#### Compito 1
Trascrivi il passo del comunicato di Medicina e Persona da "Medicina e Persona: la" a "SALUTE: QUALE AUTORITÀ?".
#### Compito 2
Rispondi a queste domande sul comunicato di Medicina e Persona:
(a) Di quale malattia è affetta la bambina Celeste?
(b) Quale ente viene indicato tra parentesi come autore del parere sulle garanzie di sicurezza?
(c) Quale figura viene citata nell'esempio su chi possa dare pareri tecnici su come costruire una casa?
#### Compito 3
Come potrebbe proseguire il comunicato di Medicina e Persona dopo la domanda sul filosofo? Scrivi il seguito.

#### Testo di partenza
--

Medicina e Persona: la grande schizofrenia di giudici che si fanno medici
Pubblichiamo un comunicato stampa dell’associazione Medicina e Persona
TRIBUNALI E SALUTE: QUALE AUTORITÀ?
Due i fatti che ci pongono domande.
È mai possibile che sia un giudice a dover decidere se una terapia è adeguata per un paziente e determinare se questa – essendo già stata iniziata! – sia da continuare o no? Sta avvenendo nel nostro paese con la vicenda della bambina Celeste, affetta da SMA. Ancora oggi il giudice sta prendendo tempo, si deve documentare. Non è forse innanzitutto compito del medico stabilire l’efficacia prevedibile o meno di un farmaco, la scelta se trattare o no, di sperimentare se ci sono garanzie sufficienti di sicurezza, di usare un farmaco “compassionevole”? E se queste garanzia di sicurezza non c’erano, (parere dell’AIFA) come mai il trattamento è stato iniziato? E perché alla fine la decisione deve essere quella di un giudice?
C’è una schizofrenia che riguarda le competenze: chi si deve occupare e di che cosa. Un filosofo può dare pareri tecnici su come costruire una casa?

--

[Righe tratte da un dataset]
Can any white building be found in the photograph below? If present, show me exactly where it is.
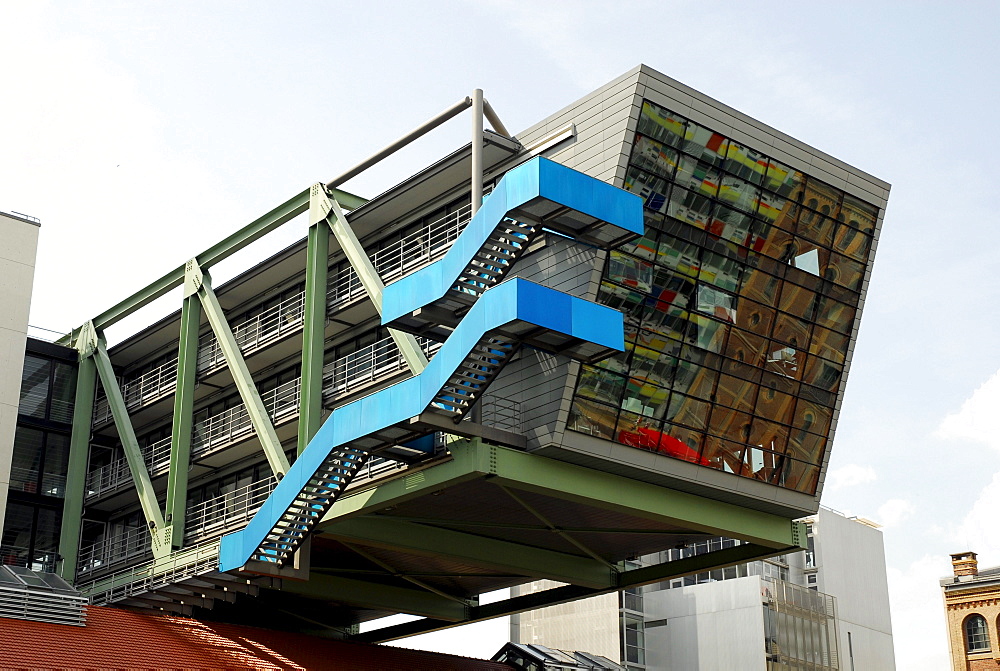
[0,212,38,529]
[511,508,895,671]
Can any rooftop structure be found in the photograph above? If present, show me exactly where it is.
[1,66,888,641]
[511,507,895,671]
[941,552,1000,671]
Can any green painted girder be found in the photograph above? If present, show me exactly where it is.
[319,440,804,548]
[324,506,616,588]
[90,338,170,544]
[297,215,330,454]
[185,259,289,480]
[59,357,97,583]
[350,544,801,643]
[59,189,368,336]
[281,575,469,622]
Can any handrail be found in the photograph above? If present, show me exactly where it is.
[88,205,472,426]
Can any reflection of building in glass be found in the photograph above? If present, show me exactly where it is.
[570,100,879,494]
[511,508,896,671]
[0,66,888,654]
[941,552,1000,671]
[0,338,76,571]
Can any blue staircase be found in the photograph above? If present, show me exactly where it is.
[219,159,643,571]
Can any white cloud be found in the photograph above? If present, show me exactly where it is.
[934,371,1000,452]
[824,464,878,493]
[877,499,916,527]
[887,555,951,671]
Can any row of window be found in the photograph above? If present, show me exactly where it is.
[569,101,878,493]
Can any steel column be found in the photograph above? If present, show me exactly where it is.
[59,356,97,583]
[322,520,617,588]
[351,544,800,643]
[93,338,170,556]
[165,296,201,550]
[298,190,330,454]
[59,189,368,344]
[472,89,483,216]
[185,259,289,480]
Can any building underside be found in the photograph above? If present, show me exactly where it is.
[35,67,888,642]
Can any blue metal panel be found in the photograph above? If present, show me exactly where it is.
[382,157,643,324]
[219,279,624,571]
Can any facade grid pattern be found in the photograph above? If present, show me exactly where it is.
[569,101,878,494]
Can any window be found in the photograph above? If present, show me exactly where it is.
[965,615,990,652]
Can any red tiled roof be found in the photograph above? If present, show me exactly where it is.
[0,606,512,671]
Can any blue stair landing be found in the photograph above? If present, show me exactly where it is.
[382,158,643,340]
[219,158,643,571]
[219,279,624,571]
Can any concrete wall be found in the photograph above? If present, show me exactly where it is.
[490,235,604,449]
[0,212,38,529]
[643,576,764,671]
[815,508,896,669]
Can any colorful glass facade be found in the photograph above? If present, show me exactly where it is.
[569,101,878,494]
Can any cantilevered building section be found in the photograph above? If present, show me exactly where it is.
[45,67,888,641]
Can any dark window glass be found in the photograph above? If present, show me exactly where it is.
[17,354,52,419]
[965,615,990,652]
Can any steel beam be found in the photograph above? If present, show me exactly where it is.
[59,356,97,583]
[298,184,330,454]
[326,98,472,189]
[322,515,616,588]
[165,296,201,550]
[281,575,468,622]
[185,259,289,480]
[317,190,427,375]
[93,339,170,557]
[328,439,805,548]
[59,184,368,336]
[351,544,801,643]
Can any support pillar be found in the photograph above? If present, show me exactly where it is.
[164,295,201,550]
[184,259,289,480]
[298,189,330,454]
[92,337,170,557]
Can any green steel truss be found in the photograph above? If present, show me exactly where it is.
[59,187,367,581]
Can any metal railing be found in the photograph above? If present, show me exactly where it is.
[88,206,472,426]
[78,541,219,606]
[76,527,152,576]
[0,545,58,573]
[184,476,278,543]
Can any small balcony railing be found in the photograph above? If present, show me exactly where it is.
[76,527,152,576]
[87,338,441,498]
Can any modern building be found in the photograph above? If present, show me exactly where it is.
[0,212,38,529]
[941,552,1000,671]
[511,508,895,671]
[1,66,889,642]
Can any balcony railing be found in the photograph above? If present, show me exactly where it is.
[0,545,58,573]
[184,476,278,543]
[76,527,152,575]
[94,206,472,426]
[87,338,441,498]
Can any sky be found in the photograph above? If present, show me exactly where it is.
[0,0,1000,671]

--

#### Risposta scritta 1
Medicina e Persona: la grande schizofrenia di giudici che si fanno medici
Pubblichiamo un comunicato stampa dell’associazione Medicina e Persona
TRIBUNALI E SALUTE: QUALE AUTORITÀ?

#### Risposta scritta 2
(a) SMA.
(b) L'AIFA.
(c) Un filosofo.

#### Risposta scritta 3
La Corte Europea dei Diritti dell’Uomo (CEDU) ha dato ragione a una coppia italiana, portatrice sana di fibrosi cistica, che ha richiesto di accedere alla procreazione medicalmente assistita per selezionare gli embrioni sani da quelli malati, cioè di effettuare la diagnosi pre-impianto, vietata nel nostro paese dalla Legge 40.
In precedenza, la Grande Chambre Europea, il 3 novembre 2011, in tema di eterologa, aveva ribadito la piena sovranità degli stati membri circa le leggi vigenti in materia.
La legge 40 è dunque legittima su alcuni temi e su altri no?
C’è pure una schizofrenia che riguarda la giustizia, anche Europea. Ricordiamo tutti la sentenza della Corte di Giustizia Europea (ECJ) del 18 ottobre 2011 in cui si definiva “embrione umano” ogni “ovulo umano fin dalla fase della fecondazione”dal momento che “la fecondazione è tale da dare avvio al processo di sviluppo di un essere umano” e la successiva direttiva di non brevettabilità di un procedimento che, ricorrendo al prelievo di cellule staminali ricavate da un embrione umano nello stadio di blastocisti, comporti la distruzione dell’embrione stesso.
Come mai questa sentenza non concorda con quella di oggi? Il valore oggettivo di un embrione (uomo) è dunque relativizzabile alle condizioni in cui versa la famiglia o al parere di un giudice? Vale in alcune condizioni e in altre no?
Occorre che ci sia un soggetto che ancora oggi riconosca la realtà per quella che essa è.
Se si continua così il contenzioso sarà interminabile.